+++ Texto de origem +++

Depois da análise feita a vários meios de comunicação social nacionais, ficou a saber-se que, por exemplo, os programas televisivos têm influência nos adeptos, mas de uma forma negativa. “De forma global, o estudo do IPAM concluiu que os temas mais abordados foram de atualidade (31%) e de transferências do mercado de janeiro e os resultados (22%), em comparação com as entrevistas a atletas, dirigentes ou treinadores (19%) ou os destaques mais polémicos (6%). Na semana analisada [7 a 13 de janeiro], os temas da ordem do dia foram a jornada da semana, especialmente o jogo entre o Sporting e o FC Porto, a dúvida sobre o novo treinador do Benfica, a entrevista do presidente do SLB, Luís Filipe Vieira, ao programa televisivo da Cristina Ferreira, ou as várias transferências de jogadores e treinadores. Ao nível das polémicas foram repetidamente repescados casos como o processo dos emails, e-toupeira, dúvidas sobre a arbitragem, Apito Dourado ou a presidência de Bruno de Carvalho”, esclarece a análise. O IPAM refere ainda que o tom que costuma ser dado a notícias sobre o futebol nacional é “maioritariamente neutro ou negativo”: “Relativamente ao tom adotado pelos média portugueses durante esta cobertura noticiosa, ele foi maioritariamente neutro (68%), mas também negativo (22%), apesar da atualidade desportiva do momento. Apenas 10% dos média revelaram ter uma abordagem positiva a notícias dedicadas ao futebol nacional.”
E os programas de televisão que se dedicam ao tema? De acordo com o IPAM, “são os principais influenciadores do tom negativo gerado à volta do futebol nacional”.

+++ Dados apresentados +++

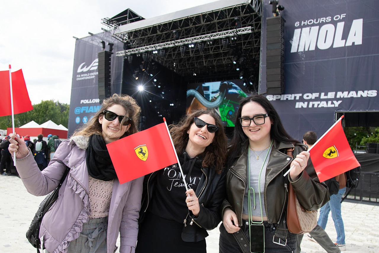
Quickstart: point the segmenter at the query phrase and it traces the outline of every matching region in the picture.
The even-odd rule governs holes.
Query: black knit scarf
[[[117,178],[105,142],[101,135],[89,137],[86,161],[88,173],[94,178],[104,181]]]

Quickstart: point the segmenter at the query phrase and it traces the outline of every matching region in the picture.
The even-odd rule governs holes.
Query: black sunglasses
[[[202,128],[204,126],[207,125],[207,129],[210,133],[215,133],[220,128],[217,126],[212,124],[208,124],[204,122],[199,118],[195,117],[194,119],[193,122],[195,123],[195,125],[199,128]]]
[[[107,111],[106,110],[104,110],[104,111],[103,112],[102,114],[104,114],[104,117],[105,118],[105,119],[110,121],[113,121],[115,119],[118,117],[119,122],[120,122],[120,124],[121,124],[121,122],[122,121],[122,119],[124,118],[124,115],[117,115],[113,112],[111,112],[110,111]],[[127,117],[125,118],[125,120],[124,122],[123,125],[124,126],[127,126],[130,124],[131,122],[132,119]]]
[[[268,114],[259,114],[255,115],[252,118],[249,117],[242,117],[238,118],[240,122],[241,123],[241,125],[243,127],[246,126],[249,126],[251,124],[251,120],[252,120],[254,123],[256,125],[263,125],[265,122],[265,119],[268,117]]]

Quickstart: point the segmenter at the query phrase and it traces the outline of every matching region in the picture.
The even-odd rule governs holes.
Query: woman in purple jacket
[[[114,94],[83,128],[63,142],[43,171],[24,141],[11,135],[17,170],[28,191],[47,194],[69,172],[58,199],[42,220],[39,232],[52,253],[134,252],[143,177],[120,184],[106,145],[138,131],[141,108],[127,95]],[[63,163],[62,163],[63,162]],[[127,164],[125,164],[127,166]]]

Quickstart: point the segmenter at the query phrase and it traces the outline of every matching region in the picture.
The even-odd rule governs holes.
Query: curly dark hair
[[[231,166],[235,158],[240,156],[242,151],[241,147],[243,144],[247,141],[249,138],[245,134],[242,130],[242,127],[238,118],[241,117],[242,108],[246,104],[250,102],[255,102],[261,105],[270,117],[273,125],[271,126],[270,135],[271,139],[277,141],[288,143],[300,143],[297,140],[292,138],[287,133],[283,127],[279,115],[274,106],[268,100],[262,95],[255,93],[249,94],[249,95],[243,98],[240,102],[240,106],[235,123],[234,131],[233,133],[230,147],[228,152],[228,166]]]
[[[189,139],[187,131],[194,123],[194,119],[203,114],[208,114],[215,119],[215,125],[220,128],[215,133],[213,142],[205,148],[203,153],[203,167],[213,168],[218,174],[222,171],[227,154],[227,139],[219,115],[214,109],[196,110],[183,116],[176,125],[169,126],[176,152],[180,153],[185,148]]]
[[[99,117],[102,116],[104,111],[114,104],[119,104],[122,106],[126,113],[125,116],[129,117],[132,119],[130,122],[130,127],[126,132],[122,135],[120,139],[128,135],[132,134],[138,131],[137,128],[137,124],[139,120],[139,114],[141,113],[141,108],[138,106],[136,100],[128,95],[119,95],[114,94],[110,98],[106,98],[103,101],[101,108],[94,116],[88,122],[83,125],[79,130],[73,134],[72,136],[83,135],[89,136],[92,134],[102,135],[103,130],[101,124],[99,122]],[[125,117],[122,119],[121,125],[122,125]],[[121,128],[120,129],[121,131]]]

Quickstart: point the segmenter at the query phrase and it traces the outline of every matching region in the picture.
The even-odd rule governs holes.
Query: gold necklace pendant
[[[259,156],[262,154],[262,153],[263,153],[263,151],[264,151],[265,150],[266,150],[266,149],[267,149],[268,148],[270,147],[270,146],[271,146],[271,144],[270,144],[270,145],[269,145],[268,147],[266,147],[266,148],[265,149],[263,150],[262,150],[261,152],[259,153],[259,155],[257,155],[257,153],[255,153],[255,150],[254,150],[254,149],[252,149],[251,148],[250,149],[251,149],[252,150],[253,152],[254,152],[254,153],[255,154],[255,155],[257,156],[257,160],[259,160]]]

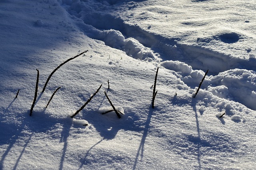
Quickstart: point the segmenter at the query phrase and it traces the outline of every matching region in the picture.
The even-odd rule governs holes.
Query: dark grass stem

+++

__Objetivo do exercício__
Responda a estas perguntas com base no texto sobre o estudo do IPAM:
1. Que percentagem dos temas abordados foi de atualidade?
2. Que semana foi analisada no estudo?
3. Segundo o IPAM, quem são os principais influenciadores do tom negativo gerado à volta do futebol nacional?

__Resposta escrita__
1. 31%.
2. De 7 a 13 de janeiro.
3. Os programas de televisão que se dedicam ao tema.